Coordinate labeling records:

________

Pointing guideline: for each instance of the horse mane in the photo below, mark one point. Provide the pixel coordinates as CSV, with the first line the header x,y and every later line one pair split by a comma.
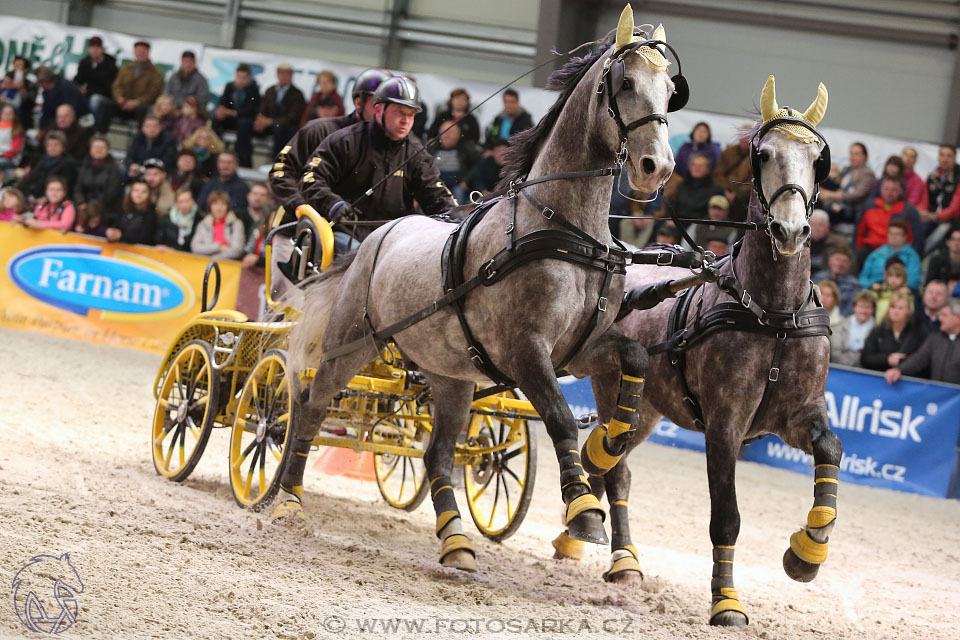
x,y
519,157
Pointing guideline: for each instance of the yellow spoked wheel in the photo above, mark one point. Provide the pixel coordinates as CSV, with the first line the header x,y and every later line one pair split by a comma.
x,y
499,484
261,431
402,480
186,409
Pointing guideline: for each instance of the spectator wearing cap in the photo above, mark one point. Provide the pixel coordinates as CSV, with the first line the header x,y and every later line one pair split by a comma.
x,y
137,86
689,196
895,247
718,210
915,186
281,109
325,101
822,240
78,138
161,193
57,90
733,174
150,142
938,358
237,110
95,75
872,230
54,162
100,178
513,119
188,82
227,181
838,269
458,110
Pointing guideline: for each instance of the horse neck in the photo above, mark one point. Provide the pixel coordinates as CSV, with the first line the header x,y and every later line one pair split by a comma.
x,y
575,144
775,283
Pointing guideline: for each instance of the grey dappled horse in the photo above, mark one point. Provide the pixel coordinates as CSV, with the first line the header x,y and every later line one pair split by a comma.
x,y
530,321
729,370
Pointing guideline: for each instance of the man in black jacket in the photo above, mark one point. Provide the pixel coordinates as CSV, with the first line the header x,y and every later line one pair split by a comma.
x,y
280,109
354,160
237,110
288,165
95,76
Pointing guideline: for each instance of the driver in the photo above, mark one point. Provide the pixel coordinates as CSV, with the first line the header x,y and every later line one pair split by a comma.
x,y
353,160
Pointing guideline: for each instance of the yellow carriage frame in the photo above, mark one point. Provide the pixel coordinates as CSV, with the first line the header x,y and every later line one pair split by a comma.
x,y
224,370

________

Exercise prompt: Substitute "place a single point" for "mark one point" throughout the records above and write them all out again, otherwise unchanged. Please leave the pictures out.

Problem solution:
Pointing guideline: for each instance of the horse mane in the photo below, place a single point. Provide the pixel coordinates as CSV, with the first line the header x,y and every later line one pair split by a comma.
x,y
519,157
Pointing guideline: for each instance of the yellow spoked wheel in the photo above, place a single point. Provide the pixel coordinates as CSV, with the first line the header x,y and every later line one pair split by a comma.
x,y
499,484
261,431
402,480
186,409
Pointing guideline: for each instance of the spectator wearing cap in the photo above, place a single point. Provide the pixel coordinates as CSV, with the first line the header x,y and every later line one pair split by a comma.
x,y
137,86
689,196
895,247
718,210
915,186
281,109
325,101
822,240
78,138
161,193
57,90
733,174
150,142
938,358
237,110
95,75
872,230
54,162
100,178
513,119
188,82
227,181
838,269
458,110
Pointing guideline: for each instance of the horse neck in the photo above, place a single point. Provide the pixel coordinates as CSV, with the first line the header x,y and every later line one pair split by a comma.
x,y
575,144
775,283
Pointing guideline: for each instance of the grey dappled horse in the photo above, place a single point. Provide the pixel coordinates as CSV, with the first line the header x,y and every later line one pair split by a comma.
x,y
530,321
729,370
Pointing guideline: for each instance of the man in black jacket in the photo above, place a single point. Provide the pixel coordinates as CSV, with the first line the header x,y and every later line one pair split by a comma.
x,y
280,109
354,160
237,110
288,165
95,76
Pointing guideline: for each instance of the driver in the photo above, place a single point. Provide the pixel coordinates as CSV, with the first line the header x,y and every later line one pair split by a comma.
x,y
353,160
Pointing guideline: for each instance of the yellow carriage frame in the photo above, place a single point. Provide the pixel coordinates as CSV, with the first line the header x,y and every later line one pair split by a comma.
x,y
224,370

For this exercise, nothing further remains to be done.